Task set —
[A] According to the text about McQueen's Dante collection, where was the show presented?
[B] Rewrite the part of the Dante collection text that opens with the words containing "Philip Treacy, milliner" and closes with "come from her.", replacing "runway" with "catwalk".

::: Text excerpt

On March 1, 1996, almost two decades ago, Alexander McQueen presented the Dante collection at the dilapidated Christ Church in East London. The show was dedicated to his close friend Isabella Blow; models walked a crucifix-shaped runway to a soundtrack of organ music and gunfire.
Dante was a commentary on war and religion. A few garments featured photographic prints from the Vietnam War, and one model wore a mask depicting Christ on the cross. Alongside McQueen’s clothes were striking accessories designed by Simon Costin, Shaun Leane, and Philip Treacy, from antler headdresses to crowns of metal thorns. The collection is now considered one of the milestones of McQueen’s career — a key moment in his transition from a young British designer into an internationally recognized household name. The Cut spoke to four people who were there to find out what they remember from that day.
Philip Treacy, milliner
“Dante was the show that made him, actually. The thing is, everybody loves Alexander now, but they didn’t at the beginning. And when he did that show, suddenly people could see his potential, because it was beautifully done. All that Victorian influence came from Isabella. Victoriana was her, and lots of pieces in that show were from her wardrobe. Isabella operated in a very unusual way, because she just loved certain things, and if she did, she’d call you about it a hundred times a day. And obviously she used to do the same thing to him, because eventually it would appear. I would see clothes coming down the runway, and think, I know that outfit. It would have come from her.
“Dante was very accomplished. Alexander had all these tough women around him. They weren’t really tough — they were very nice girls — but they were strong. I remember they were wearing conservative-ish skirts, but he’d made them in a certain way that they looked a bit naughty. He had a very particular take on women, and he developed a whole style for models that we hadn’t seen before. I remember he wanted those horns for Felix [Elisabetta Forma], and I couldn’t get them to stay to her head. She made it look like it was easy.

::::::
::: Data excerpt

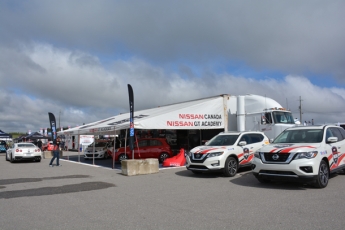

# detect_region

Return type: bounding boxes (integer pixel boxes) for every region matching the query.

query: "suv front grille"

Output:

::::::

Answers for this exercise —
[A] At the dilapidated Christ Church in East London.

[B]
Philip Treacy, milliner
“Dante was the show that made him, actually. The thing is, everybody loves Alexander now, but they didn’t at the beginning. And when he did that show, suddenly people could see his potential, because it was beautifully done. All that Victorian influence came from Isabella. Victoriana was her, and lots of pieces in that show were from her wardrobe. Isabella operated in a very unusual way, because she just loved certain things, and if she did, she’d call you about it a hundred times a day. And obviously she used to do the same thing to him, because eventually it would appear. I would see clothes coming down the catwalk, and think, I know that outfit. It would have come from her.